EXERCISE GOAL → Write out exactly the lines running from the one that contains "Point to the pine tree trunk." through the end of the material.

-=-=-

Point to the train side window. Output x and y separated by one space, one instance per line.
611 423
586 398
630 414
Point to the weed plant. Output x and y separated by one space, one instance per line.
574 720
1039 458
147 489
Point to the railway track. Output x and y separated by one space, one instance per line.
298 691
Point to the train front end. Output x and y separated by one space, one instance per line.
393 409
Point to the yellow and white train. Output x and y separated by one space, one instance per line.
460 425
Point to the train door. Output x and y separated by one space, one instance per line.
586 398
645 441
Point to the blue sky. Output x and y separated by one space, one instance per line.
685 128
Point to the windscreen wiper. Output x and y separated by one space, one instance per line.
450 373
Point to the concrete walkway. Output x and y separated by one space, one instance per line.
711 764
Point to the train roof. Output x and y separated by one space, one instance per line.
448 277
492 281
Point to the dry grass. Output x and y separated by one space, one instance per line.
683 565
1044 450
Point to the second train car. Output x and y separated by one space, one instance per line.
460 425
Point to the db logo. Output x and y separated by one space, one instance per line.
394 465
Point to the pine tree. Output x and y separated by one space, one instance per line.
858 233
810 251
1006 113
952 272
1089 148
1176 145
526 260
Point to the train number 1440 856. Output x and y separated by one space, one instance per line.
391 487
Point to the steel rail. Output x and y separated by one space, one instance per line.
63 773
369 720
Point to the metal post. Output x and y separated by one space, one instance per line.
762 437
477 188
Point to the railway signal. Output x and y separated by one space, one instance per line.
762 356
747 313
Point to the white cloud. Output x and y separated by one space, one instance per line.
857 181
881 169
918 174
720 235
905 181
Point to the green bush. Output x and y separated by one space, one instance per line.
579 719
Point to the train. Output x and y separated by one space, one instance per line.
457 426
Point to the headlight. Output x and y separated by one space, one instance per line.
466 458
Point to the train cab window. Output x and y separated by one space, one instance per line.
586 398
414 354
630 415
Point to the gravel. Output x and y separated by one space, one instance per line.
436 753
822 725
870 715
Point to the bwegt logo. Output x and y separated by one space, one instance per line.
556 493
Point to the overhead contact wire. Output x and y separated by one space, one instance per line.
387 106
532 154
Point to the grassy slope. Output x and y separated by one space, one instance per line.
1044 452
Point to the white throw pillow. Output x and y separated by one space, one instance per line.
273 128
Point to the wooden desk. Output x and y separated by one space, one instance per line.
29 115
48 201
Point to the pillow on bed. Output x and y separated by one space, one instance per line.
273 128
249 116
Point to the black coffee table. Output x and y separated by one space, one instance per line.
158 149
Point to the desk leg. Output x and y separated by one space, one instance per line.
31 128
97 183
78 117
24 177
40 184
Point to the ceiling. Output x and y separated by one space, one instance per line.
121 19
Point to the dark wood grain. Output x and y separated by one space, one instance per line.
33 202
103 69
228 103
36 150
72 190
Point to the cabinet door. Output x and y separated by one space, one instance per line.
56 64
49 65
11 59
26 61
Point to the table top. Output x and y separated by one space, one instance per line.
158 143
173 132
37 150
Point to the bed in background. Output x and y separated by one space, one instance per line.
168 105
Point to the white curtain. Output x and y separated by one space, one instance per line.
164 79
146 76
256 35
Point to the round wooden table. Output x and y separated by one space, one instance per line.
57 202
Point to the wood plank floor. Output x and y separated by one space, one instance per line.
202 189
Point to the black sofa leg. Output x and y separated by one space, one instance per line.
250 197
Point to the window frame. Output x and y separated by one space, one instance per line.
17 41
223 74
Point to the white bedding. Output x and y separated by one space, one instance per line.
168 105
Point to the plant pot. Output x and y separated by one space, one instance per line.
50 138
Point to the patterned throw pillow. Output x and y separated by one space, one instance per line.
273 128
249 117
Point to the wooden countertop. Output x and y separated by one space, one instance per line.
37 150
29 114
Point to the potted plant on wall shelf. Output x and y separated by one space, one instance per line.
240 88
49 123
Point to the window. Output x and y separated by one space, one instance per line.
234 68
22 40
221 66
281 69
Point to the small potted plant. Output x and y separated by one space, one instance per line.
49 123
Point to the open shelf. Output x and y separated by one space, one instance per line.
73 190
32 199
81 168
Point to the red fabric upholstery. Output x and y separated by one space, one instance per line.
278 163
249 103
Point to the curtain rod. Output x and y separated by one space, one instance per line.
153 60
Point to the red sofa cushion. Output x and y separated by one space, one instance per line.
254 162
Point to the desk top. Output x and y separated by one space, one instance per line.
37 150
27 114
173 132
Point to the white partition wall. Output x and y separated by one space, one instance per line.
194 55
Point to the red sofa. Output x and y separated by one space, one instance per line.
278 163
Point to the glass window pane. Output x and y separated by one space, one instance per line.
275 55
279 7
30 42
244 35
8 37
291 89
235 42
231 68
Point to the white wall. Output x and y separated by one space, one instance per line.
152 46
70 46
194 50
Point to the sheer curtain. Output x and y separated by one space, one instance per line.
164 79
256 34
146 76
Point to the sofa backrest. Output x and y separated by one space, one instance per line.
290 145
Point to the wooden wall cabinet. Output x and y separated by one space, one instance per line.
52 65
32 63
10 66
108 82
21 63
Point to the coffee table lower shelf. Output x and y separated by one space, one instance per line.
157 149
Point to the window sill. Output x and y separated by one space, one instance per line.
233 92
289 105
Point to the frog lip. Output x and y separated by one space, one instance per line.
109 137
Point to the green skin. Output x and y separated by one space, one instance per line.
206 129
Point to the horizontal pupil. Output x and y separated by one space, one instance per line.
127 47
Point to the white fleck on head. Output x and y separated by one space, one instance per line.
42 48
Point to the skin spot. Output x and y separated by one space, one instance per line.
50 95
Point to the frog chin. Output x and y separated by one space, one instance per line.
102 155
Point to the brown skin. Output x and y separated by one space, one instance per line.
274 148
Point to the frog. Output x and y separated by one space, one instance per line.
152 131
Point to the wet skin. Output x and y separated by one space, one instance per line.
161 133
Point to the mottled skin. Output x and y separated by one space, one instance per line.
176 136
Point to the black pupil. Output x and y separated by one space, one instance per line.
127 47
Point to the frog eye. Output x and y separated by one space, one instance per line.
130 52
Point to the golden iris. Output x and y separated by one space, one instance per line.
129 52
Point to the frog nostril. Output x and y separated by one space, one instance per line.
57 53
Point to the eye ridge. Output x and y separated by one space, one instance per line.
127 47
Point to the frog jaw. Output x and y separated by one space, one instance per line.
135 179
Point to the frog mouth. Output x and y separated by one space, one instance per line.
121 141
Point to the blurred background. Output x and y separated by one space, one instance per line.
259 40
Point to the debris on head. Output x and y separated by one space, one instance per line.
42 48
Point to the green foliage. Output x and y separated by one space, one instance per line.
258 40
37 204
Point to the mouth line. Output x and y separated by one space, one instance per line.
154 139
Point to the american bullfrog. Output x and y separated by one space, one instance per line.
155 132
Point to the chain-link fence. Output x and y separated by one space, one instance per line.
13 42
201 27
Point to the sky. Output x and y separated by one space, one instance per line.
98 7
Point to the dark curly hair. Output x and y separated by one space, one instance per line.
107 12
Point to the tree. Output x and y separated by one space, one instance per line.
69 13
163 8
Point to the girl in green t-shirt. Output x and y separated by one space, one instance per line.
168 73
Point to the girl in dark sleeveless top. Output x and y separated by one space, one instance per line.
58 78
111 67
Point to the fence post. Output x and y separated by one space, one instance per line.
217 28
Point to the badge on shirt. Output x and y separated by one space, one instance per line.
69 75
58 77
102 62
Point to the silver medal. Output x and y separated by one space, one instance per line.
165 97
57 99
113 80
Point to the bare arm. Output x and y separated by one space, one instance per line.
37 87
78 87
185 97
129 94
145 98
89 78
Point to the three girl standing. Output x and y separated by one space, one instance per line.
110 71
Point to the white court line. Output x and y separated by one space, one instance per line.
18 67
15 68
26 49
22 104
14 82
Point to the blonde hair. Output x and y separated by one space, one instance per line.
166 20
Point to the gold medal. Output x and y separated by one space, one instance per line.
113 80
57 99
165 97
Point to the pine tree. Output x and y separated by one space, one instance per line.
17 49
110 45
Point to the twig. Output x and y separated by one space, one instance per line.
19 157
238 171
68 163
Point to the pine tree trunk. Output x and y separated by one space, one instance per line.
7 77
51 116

-=-=-

RESPONSE →
Point to the pine tree trunk. Output x and y separated by one space, one instance per line.
7 77
51 116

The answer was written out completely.